■ **THE TASKS**
A. Transcribe the FrogForum merchandise thread word for word, starting at "## Paul Rust" and ending at "on the front.".
B. Answer these questions about the FrogForum merchandise thread:
(i) What percentage of the 2011 calendar profits is slated for Amphibian Ark?
(ii) Where does rcteem propose putting the small version of the logo?
(iii) Which side of the shirt does Thomas prefer for the logo?
C. Resume the FrogForum merchandise thread after its last post, writing further replies in the same forum style.

■ **TEXT TO READ**

-- start --

# General Topics > General Discussion & News > Forum Questions & Workings >  T-Shirts and Calendar - FrogForum Merchandise

## John Clare

This is a sample of one of the T-Shirts now available in the FrogForum store:



The design is based on Kurt's.  I welcome any feedback on changing aspects of it - please post to this thread.

In other news, the 2011 FrogForum calendar will be available this week.  50% of all Calendar profits will go to Amphibian Ark (last year it I gave it all to AArk actually).

----------


## rcteem

> This is a sample of one of the T-Shirts now available in the FrogForum store:
> 
> 
> 
> The design is based on Kurt's. I welcome any feedback on changing aspects of it - please post to this thread.
> 
> In other news, the 2011 FrogForum calendar will be available this week. 50% of all Calendar profits will go to Amphibian Ark (last year it I gave it all to AArk actually).


Like the design, only have one suggestion...Do a small logo of that on the front left shoulder and make the large logo on the back since people will be wearing this most likely at shows and meets and people will see their backs more, at least they will with me since my ront is always facing a table to where only the vendors see it.

----------


## 1beataway

I want everything! I really like the design.

----------


## Paul Rust

*LOVE IT!!!*
*Thank you John and Kurt.*
*Didn't you say that Mods and Admins get free ones? lol*

----------


## Thomas

I love the design!! Great work!! Personally, I prefer the logo on the front.

Thanks,
Thomas

----------


## 1beataway

Trying to up your post count, Paul?

Is the apparel always going to be available or just for a limited time?

-- end --

Data items:

-- start --

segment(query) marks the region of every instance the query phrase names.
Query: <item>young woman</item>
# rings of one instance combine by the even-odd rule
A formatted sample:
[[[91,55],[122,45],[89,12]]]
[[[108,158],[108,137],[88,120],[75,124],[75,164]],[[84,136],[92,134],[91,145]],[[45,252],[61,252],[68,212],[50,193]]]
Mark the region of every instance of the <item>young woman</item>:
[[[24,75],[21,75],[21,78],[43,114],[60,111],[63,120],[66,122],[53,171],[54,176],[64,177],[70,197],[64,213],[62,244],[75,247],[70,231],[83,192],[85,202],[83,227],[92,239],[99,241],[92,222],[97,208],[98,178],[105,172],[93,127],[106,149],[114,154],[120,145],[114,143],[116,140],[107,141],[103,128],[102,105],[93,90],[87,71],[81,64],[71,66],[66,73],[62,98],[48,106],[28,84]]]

-- end --

■ **ANSWERS BELOW**
A.
## Paul Rust

*LOVE IT!!!*
*Thank you John and Kurt.*
*Didn't you say that Mods and Admins get free ones? lol*

----------


## Thomas

I love the design!! Great work!! Personally, I prefer the logo on the front.

B.
(i) 50%
(ii) On the front left shoulder
(iii) The front

C.
----------


## John Clare

> Like the design, only have one suggestion...Do a small logo of that on the front left shoulder and make the large logo on the back since people will be wearing this most likely at shows and meets and people will see their backs more, at least they will with me since my ront is always facing a table to where only the vendors see it.


The Dark shirt doesn't have a back option, hence why that one looks that way.  A couple of the other shirts are the way you described.




> *LOVE IT!!!*
> *Thank you John and Kurt.*
> *Didn't you say that Mods and Admins get free ones? lol*


I don't remember saying that, particularly since I have to pay for my own.




> Is the apparel always going to be available or just for a limited time?


Should always be available but the logo may change.  I think I like Kurt's light blue logo better than my white one.

----------


## Paul Rust

> Trying to up your post count, Paul?


 *Looks like you are falling woefully short Elaine.*

----------


## lnaminneci

John and Kurt the shirts look Fabulous!!!!   Great job!!!   :Big Applause: 

Now for the tough part.  Which one to get?!!?!?   T-shirt?  Sweatshirt?  Hoody?   :Big Grin: 

~Lesley

----------


## 1beataway

> John and Kurt the shirts look Fabulous!!!! Great job!!! 
> 
> Now for the tough part. Which one to get?!!?!? T-shirt? Sweatshirt? Hoody?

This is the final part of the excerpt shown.